Aim 1
Write out, word for word, the passage of the header-parsing post that begins at the words "let (_, className)" and stops after the words "private: section, trim it off.".
Aim 2
Return every line of the entries that contains the string "marker", with case counting toward a match.

Source excerpt
⟨

In my last post, I have a brief overview of the Arduino Audio library for the Teensy and M4 microcontrollers and we looked at some good starting points for each type of component in the library. In this post, I'll write some code to parse header files and extract the class and function information. We'll need this information in order to automatically generate code that uses the Audio library API.

The first thing we need to get working is the controller for the SGTL5000 audio codec as this is what allows us to have an audio input and output. To get started with the component, let's look at an example that is included from the library for the good old tone sweep synthesizer. This is just about as simple an example as you are likely to find:

#include <Audio.h>

AudioSynthToneSweep sweep;
AudioOutputI2S      i2s;

AudioConnection c1(sweep, 0, i2s, 0);
AudioConnection c2(sweep, 0, i2s, 1);

AudioControlSGTL5000 codec;

void setup(void)
{
  AudioMemory(2);

  codec.enable();
  codec.volume(0.5);

  sweep.play(0.8, 10, 22000, 10);
}

void loop(void)
{
}

Let's concentrate on just the SGTL5000 controller. It has two functions, enable() and volume(float). So we'll want to make sure that our header parsing code gets at least these two functions. We'll define that as success and any additional API that we pull out is just a bonus.

I wrote the simplest parser I could manage that did the job. Perhaps you could simplify it even more, dear reader! Check it out:

//
//  HppParser.swift
//  
//
//  Created by Dr. Brandon Wiley on 4/13/23.
//

import Foundation

import Text

public class HppParser: Parser
{
    public required init()
    {
    }

    public func findImports(_ source: String) throws -> [String]
    {
        let regex = try Regex("#include [<\"][A-Za-z0-9]+[>\"]")
        return source.ranges(of: regex).map
        {
            range in

            let substring = source[range].split(separator: " ")[1]
            return String(substring)
        }
    }

    public func findClassName(_ sourceURL: URL, _ source: String) throws -> String
    {
        let text = Text(fromUTF8String: source)

        let classLine = try text.substringRegex(try Regex("class [A-Za-z0-9]+"))
        let (_, className) = try classLine.splitOn(" ") // Discard the "class " part
        return className.toUTF8String()
    }

    public func findFunctions(_ source: String) throws -> [Function]
    {
        let mtext = MutableText(fromUTF8String: source)

        try mtext.becomeSplitOnTail("public:") // We want only the part after "public:"
        try? mtext.becomeSplitOnHead("private:") // If there is a private: section, trim it off.
        try? mtext.becomeSplitOnHead("protected:") // If there is a protected: section, trim it off.

        let publicSource: Text = mtext.toText()

        let regex = try Regex("^[ \\t]*[A-Za-z0-9_ ]+ [A-Za-z0-9_]+\\(.+\\)[ \\t]*[;{](//.*)?$")
        let lines = publicSource.split("\n")
        let goodLines = lines.filter
        {
            line in

            line.containsRegex(regex)

⟩

Pointing dataset entries
⟨

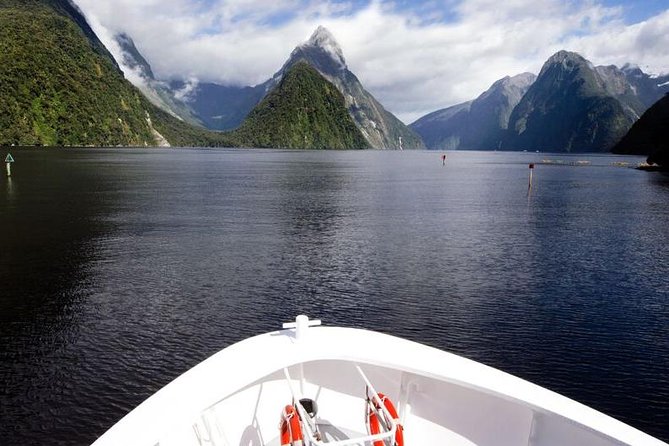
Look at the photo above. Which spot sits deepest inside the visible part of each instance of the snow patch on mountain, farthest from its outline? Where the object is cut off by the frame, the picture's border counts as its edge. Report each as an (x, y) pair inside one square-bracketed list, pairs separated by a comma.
[(322, 38)]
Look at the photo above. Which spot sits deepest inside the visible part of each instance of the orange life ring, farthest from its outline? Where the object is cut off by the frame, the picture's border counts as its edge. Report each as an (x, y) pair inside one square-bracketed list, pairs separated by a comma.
[(375, 426), (291, 431)]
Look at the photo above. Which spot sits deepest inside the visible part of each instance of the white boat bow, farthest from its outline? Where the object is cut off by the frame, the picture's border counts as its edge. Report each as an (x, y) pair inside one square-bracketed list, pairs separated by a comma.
[(235, 397)]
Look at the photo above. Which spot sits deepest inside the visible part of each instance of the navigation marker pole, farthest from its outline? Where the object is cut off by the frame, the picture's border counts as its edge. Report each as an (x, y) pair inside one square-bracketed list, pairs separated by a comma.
[(8, 161)]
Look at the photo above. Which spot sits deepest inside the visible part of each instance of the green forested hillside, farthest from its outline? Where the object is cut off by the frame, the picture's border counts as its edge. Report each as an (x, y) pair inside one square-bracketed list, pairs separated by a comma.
[(304, 111), (59, 86)]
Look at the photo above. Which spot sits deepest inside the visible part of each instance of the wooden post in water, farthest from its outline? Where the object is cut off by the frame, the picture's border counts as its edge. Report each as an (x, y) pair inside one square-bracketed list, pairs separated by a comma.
[(8, 161)]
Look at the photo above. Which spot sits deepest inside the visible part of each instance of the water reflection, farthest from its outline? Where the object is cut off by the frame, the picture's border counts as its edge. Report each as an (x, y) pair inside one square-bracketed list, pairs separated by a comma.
[(46, 248), (122, 269)]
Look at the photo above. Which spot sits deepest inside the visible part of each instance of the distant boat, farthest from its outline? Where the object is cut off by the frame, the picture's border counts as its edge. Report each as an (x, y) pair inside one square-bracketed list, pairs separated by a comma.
[(343, 386)]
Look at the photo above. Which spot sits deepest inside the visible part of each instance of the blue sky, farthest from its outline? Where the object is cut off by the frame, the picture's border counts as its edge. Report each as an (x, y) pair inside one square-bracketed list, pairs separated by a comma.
[(414, 56)]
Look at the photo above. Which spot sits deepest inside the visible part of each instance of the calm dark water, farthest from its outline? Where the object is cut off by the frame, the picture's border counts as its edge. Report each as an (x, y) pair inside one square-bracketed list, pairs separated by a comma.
[(121, 269)]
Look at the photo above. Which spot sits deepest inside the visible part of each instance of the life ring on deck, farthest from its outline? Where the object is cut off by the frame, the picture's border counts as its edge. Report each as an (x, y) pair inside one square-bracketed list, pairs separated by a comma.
[(375, 425), (291, 431)]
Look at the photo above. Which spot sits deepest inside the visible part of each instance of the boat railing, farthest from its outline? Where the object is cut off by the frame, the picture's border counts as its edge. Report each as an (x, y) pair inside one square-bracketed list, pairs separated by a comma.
[(311, 436)]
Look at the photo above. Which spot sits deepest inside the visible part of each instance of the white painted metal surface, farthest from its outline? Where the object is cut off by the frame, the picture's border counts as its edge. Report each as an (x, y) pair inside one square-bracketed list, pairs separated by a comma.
[(236, 397)]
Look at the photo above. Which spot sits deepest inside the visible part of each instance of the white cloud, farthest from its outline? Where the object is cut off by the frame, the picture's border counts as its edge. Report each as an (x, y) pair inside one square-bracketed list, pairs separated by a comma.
[(411, 63)]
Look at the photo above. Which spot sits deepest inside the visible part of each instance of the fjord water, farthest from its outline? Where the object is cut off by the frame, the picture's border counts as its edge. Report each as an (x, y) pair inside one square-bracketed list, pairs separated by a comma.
[(121, 269)]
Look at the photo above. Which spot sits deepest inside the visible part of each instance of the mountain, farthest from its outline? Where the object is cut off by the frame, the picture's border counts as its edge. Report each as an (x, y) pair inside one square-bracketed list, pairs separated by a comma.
[(220, 107), (380, 127), (649, 135), (159, 93), (303, 111), (60, 86), (475, 125), (635, 89), (225, 107), (567, 109)]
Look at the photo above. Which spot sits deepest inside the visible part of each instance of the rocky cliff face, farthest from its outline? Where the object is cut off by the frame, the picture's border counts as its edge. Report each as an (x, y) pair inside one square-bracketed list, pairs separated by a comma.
[(303, 111), (475, 125), (380, 127), (567, 109), (649, 135)]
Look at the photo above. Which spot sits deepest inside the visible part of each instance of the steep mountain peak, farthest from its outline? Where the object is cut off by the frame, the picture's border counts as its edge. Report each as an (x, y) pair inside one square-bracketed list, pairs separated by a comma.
[(567, 60), (322, 39), (522, 80), (132, 58)]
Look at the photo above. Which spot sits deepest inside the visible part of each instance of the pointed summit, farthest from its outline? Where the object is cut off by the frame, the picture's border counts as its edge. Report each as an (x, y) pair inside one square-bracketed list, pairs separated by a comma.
[(323, 39), (322, 51)]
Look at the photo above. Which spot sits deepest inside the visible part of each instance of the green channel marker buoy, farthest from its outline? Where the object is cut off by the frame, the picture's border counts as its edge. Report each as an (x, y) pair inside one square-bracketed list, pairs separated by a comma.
[(8, 161)]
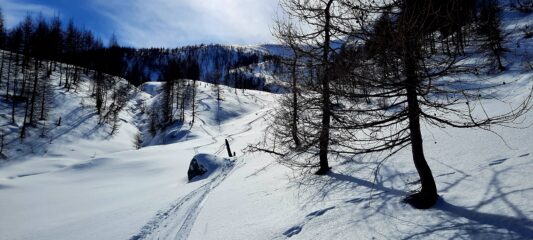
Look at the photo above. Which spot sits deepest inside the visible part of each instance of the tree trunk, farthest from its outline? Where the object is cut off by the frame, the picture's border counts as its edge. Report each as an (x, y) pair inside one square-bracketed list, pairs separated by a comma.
[(326, 114), (427, 197), (294, 128), (34, 91)]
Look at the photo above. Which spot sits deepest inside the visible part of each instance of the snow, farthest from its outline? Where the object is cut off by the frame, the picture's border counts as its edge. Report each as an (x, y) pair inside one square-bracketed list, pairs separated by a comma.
[(86, 184)]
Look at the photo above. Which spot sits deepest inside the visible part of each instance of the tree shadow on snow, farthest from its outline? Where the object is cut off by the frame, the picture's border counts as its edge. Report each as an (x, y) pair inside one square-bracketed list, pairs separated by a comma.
[(343, 188)]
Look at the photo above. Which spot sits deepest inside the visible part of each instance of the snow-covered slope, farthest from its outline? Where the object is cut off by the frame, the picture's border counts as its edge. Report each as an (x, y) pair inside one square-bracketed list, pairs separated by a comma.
[(101, 187)]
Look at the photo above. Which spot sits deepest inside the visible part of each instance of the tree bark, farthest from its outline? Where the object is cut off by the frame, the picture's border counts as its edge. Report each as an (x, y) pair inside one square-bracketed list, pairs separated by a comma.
[(294, 128), (427, 197), (326, 114)]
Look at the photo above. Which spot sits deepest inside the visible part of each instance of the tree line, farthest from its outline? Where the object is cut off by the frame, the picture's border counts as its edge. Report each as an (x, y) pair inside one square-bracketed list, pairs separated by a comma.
[(365, 75), (36, 48)]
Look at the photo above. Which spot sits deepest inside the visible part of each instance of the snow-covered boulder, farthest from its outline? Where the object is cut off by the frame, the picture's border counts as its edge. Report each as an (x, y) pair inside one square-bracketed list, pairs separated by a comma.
[(204, 165)]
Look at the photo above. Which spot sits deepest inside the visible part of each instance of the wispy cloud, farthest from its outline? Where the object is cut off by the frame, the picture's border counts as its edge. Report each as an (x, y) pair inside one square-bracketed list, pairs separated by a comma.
[(181, 22), (15, 10)]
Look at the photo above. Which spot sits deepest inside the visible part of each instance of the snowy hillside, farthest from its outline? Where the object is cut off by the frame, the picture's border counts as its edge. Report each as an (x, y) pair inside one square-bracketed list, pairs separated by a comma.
[(75, 180), (250, 67)]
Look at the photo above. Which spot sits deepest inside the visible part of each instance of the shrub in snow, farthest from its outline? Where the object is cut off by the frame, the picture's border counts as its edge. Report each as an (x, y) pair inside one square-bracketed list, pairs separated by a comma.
[(204, 165)]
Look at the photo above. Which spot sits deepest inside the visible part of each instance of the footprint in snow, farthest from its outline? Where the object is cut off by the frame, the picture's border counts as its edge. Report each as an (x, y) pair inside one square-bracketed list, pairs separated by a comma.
[(293, 231), (498, 162), (298, 228)]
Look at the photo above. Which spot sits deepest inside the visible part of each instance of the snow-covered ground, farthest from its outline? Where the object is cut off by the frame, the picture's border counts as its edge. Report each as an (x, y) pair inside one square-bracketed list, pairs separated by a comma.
[(85, 184), (105, 189)]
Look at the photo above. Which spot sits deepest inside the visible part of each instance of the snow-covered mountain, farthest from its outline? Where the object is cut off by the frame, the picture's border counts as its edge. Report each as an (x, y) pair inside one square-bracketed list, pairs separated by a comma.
[(77, 181), (250, 67)]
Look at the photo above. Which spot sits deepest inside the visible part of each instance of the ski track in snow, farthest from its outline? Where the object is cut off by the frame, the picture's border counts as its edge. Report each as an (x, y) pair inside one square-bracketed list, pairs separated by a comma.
[(178, 221)]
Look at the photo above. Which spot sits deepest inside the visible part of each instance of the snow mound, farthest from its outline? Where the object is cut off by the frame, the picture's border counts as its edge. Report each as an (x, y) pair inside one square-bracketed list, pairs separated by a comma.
[(204, 165)]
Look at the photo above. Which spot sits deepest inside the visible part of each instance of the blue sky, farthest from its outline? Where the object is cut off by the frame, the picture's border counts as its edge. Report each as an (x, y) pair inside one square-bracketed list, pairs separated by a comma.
[(159, 23)]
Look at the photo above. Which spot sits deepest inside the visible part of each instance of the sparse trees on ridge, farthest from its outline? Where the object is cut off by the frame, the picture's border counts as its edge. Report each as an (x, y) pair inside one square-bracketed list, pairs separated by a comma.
[(401, 65)]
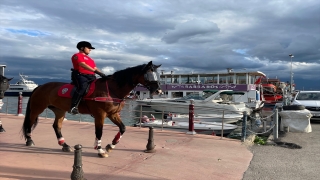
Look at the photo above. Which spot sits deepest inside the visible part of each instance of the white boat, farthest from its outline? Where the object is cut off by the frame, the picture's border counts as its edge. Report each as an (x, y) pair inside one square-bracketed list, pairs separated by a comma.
[(24, 86), (211, 102), (183, 84), (200, 127), (227, 118)]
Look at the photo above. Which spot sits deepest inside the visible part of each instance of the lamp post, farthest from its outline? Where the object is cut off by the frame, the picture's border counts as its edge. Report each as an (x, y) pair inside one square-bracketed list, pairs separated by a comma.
[(291, 76)]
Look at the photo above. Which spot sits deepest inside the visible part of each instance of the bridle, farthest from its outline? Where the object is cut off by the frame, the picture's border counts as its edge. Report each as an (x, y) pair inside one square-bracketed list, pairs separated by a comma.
[(151, 77)]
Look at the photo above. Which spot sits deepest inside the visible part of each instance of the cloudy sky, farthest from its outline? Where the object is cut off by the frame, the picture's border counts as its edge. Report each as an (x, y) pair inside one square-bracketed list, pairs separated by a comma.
[(39, 37)]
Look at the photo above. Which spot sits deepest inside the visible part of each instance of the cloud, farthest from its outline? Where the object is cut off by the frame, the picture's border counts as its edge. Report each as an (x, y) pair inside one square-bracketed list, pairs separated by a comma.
[(191, 36), (193, 29)]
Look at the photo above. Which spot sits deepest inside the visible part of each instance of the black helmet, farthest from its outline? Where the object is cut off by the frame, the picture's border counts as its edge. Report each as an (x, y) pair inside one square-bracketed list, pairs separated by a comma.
[(82, 44)]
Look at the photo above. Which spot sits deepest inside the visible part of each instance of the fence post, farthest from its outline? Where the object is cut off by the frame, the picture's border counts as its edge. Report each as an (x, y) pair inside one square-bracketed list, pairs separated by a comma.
[(275, 128), (19, 112), (7, 106), (222, 124), (244, 126), (191, 118), (77, 173)]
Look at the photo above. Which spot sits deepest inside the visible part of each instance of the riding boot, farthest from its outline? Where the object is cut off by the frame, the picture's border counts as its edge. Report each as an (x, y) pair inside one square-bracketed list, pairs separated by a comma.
[(76, 98)]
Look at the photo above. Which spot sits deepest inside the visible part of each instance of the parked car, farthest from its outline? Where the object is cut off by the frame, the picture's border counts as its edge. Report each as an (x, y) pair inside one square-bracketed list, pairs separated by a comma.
[(311, 101)]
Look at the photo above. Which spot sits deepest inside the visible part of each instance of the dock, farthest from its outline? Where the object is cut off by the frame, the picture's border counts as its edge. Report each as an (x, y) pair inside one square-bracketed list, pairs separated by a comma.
[(178, 155)]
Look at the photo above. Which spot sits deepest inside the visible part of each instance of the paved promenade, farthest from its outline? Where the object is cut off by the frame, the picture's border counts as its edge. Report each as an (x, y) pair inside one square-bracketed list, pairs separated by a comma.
[(178, 156)]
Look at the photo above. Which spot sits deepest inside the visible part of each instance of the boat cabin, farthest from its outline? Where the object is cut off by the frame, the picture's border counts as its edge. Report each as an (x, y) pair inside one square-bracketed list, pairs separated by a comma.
[(182, 84)]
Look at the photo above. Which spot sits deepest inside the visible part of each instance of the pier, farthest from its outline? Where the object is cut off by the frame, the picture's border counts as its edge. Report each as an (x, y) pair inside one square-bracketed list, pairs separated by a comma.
[(178, 155)]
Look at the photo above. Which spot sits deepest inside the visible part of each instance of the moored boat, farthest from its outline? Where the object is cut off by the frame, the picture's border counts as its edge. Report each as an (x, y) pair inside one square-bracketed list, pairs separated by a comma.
[(24, 86)]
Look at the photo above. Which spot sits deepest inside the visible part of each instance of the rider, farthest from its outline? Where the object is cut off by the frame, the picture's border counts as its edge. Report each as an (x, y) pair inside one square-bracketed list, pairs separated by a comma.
[(83, 72)]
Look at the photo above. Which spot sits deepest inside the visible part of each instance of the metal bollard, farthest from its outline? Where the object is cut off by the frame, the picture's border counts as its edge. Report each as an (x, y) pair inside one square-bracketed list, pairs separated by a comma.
[(150, 146), (1, 128), (191, 118), (222, 124), (275, 128), (19, 112), (77, 173), (244, 127)]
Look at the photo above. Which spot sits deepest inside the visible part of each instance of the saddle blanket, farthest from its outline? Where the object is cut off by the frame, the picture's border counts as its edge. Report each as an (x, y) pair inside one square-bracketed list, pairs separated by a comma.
[(68, 90)]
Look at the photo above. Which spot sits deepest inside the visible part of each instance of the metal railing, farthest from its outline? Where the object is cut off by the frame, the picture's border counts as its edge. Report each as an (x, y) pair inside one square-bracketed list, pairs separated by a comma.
[(136, 112)]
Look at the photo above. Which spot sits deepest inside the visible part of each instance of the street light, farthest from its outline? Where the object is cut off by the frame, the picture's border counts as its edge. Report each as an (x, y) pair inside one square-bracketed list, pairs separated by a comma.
[(291, 76)]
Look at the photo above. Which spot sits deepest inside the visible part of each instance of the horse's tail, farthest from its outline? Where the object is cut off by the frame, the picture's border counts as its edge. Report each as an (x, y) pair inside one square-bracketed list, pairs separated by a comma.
[(27, 120)]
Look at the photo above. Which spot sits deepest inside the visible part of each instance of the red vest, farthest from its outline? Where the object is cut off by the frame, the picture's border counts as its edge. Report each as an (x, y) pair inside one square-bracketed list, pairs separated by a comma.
[(78, 58)]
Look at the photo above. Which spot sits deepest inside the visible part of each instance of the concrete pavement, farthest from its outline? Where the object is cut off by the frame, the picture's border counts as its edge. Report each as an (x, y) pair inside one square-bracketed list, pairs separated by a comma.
[(177, 156)]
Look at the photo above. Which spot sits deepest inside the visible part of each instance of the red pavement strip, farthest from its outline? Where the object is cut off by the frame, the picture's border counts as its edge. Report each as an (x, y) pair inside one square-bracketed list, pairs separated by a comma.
[(178, 155)]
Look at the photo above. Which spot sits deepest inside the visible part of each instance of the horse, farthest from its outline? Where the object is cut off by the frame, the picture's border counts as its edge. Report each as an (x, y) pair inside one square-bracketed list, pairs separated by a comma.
[(4, 85), (105, 98)]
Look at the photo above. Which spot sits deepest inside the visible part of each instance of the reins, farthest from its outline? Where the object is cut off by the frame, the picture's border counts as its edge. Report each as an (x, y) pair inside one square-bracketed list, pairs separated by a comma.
[(106, 99)]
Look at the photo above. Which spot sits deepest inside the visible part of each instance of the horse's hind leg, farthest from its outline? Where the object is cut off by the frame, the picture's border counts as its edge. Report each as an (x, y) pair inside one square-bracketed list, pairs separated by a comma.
[(57, 125), (99, 121), (115, 118)]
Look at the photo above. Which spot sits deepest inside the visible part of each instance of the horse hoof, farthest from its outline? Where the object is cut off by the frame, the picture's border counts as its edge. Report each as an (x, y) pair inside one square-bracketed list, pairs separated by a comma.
[(103, 155), (29, 143), (108, 148), (67, 149)]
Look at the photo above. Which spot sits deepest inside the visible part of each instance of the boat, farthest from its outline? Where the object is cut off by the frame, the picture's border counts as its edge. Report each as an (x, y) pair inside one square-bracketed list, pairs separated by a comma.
[(226, 118), (210, 102), (24, 86), (181, 85), (199, 127)]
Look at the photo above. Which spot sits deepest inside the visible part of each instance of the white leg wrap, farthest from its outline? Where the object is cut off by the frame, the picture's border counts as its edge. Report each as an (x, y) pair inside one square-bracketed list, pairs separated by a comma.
[(100, 151)]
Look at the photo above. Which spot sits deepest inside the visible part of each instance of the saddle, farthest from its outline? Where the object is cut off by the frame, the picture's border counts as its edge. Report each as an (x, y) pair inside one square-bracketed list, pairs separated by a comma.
[(68, 90)]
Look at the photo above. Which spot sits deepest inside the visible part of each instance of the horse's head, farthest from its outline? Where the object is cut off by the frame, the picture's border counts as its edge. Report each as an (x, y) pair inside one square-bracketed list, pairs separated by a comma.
[(4, 85), (151, 78)]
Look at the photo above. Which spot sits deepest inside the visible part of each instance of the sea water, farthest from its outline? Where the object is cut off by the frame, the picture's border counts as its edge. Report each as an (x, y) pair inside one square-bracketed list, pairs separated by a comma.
[(130, 114)]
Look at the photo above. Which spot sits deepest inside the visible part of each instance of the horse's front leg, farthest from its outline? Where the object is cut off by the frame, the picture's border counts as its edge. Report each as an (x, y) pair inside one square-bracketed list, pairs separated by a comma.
[(57, 125), (122, 128), (97, 144)]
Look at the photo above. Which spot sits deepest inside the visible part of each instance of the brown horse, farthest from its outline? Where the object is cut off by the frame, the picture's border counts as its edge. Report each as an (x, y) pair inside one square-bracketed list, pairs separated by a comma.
[(106, 100)]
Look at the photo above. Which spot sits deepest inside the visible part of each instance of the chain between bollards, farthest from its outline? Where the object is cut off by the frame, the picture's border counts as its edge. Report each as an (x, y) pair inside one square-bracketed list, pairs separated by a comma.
[(77, 173)]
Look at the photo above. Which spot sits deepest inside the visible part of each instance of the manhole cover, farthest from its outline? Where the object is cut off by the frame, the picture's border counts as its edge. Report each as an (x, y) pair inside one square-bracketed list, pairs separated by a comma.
[(288, 145)]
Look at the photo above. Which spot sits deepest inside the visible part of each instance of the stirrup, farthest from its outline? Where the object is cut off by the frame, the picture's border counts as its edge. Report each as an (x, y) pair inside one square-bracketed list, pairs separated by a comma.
[(74, 111)]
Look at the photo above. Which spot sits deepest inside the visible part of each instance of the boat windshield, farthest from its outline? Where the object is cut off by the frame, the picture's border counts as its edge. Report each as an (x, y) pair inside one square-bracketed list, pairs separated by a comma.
[(197, 96), (308, 96)]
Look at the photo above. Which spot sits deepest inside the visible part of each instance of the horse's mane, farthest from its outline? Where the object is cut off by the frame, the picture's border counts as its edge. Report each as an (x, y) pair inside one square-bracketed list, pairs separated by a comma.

⟩

Finished answer 1
let (_, className) = try classLine.splitOn(" ") // Discard the "class " part
        return className.toUTF8String()
    }

    public func findFunctions(_ source: String) throws -> [Function]
    {
        let mtext = MutableText(fromUTF8String: source)

        try mtext.becomeSplitOnTail("public:") // We want only the part after "public:"
        try? mtext.becomeSplitOnHead("private:") // If there is a private: section, trim it off.

Finished answer 2
Look at the photo above. Which spot sits deepest inside the visible part of each instance of the navigation marker pole, farthest from its outline? Where the object is cut off by the frame, the picture's border counts as its edge. Report each as an (x, y) pair inside one square-bracketed list, pairs separated by a comma.
Look at the photo above. Which spot sits deepest inside the visible part of each instance of the green channel marker buoy, farthest from its outline? Where the object is cut off by the frame, the picture's border counts as its edge. Report each as an (x, y) pair inside one square-bracketed list, pairs separated by a comma.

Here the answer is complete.